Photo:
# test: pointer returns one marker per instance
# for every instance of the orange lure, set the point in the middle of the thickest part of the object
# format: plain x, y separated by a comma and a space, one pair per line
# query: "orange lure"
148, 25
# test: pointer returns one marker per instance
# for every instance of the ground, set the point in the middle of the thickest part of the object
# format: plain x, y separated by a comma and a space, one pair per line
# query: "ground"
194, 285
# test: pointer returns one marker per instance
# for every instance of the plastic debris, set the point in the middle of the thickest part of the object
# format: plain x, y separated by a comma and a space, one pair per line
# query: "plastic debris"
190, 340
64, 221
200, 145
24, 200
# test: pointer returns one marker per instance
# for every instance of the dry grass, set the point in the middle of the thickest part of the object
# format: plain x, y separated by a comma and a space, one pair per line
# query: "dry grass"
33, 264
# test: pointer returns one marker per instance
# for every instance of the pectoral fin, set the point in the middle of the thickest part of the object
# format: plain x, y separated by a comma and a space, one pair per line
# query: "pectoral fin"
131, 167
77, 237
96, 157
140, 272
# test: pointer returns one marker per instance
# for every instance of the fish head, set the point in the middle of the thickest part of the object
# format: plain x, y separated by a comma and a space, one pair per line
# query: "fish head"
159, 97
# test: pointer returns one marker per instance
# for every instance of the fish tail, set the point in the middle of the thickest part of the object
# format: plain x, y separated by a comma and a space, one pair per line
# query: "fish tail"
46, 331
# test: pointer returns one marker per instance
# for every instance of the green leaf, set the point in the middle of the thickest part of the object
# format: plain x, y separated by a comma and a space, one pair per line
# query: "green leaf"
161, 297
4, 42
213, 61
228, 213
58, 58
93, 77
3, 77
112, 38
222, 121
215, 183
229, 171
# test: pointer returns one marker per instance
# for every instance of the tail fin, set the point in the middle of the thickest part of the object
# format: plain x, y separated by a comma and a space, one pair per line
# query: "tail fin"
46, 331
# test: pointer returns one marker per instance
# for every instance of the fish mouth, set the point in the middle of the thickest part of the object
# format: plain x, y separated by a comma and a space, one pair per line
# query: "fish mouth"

> [Assignment]:
Look through the listing above. Pick out each line with "middle" and copy it.

> [Written solution]:
# for every instance of the orange lure, set the point in the middle of the thickest part of the object
# for every instance of the ground, set the point in the middle of the thickest part of the object
# for every instance of the plastic debris, set the point in the middle of the thickest part of the object
# for every instance of the dry grass, set the point in the middle of the thickest part of the object
# for every instance of the pectoral fin, set the point in the middle of the thickest part of the object
# for every instance of the fish head, set the point in the middle of the thickest part of the object
# for every instance of the fish tail, set the point in the middle of the thickest part of the object
# for every instance of the green leaf, set the point in the middle of the thickest part of the object
# for every instance of the tail fin, set the point in the middle of the thickest part of the object
# for every instance of the fish mouth, set the point in the middle of the thickest part of the object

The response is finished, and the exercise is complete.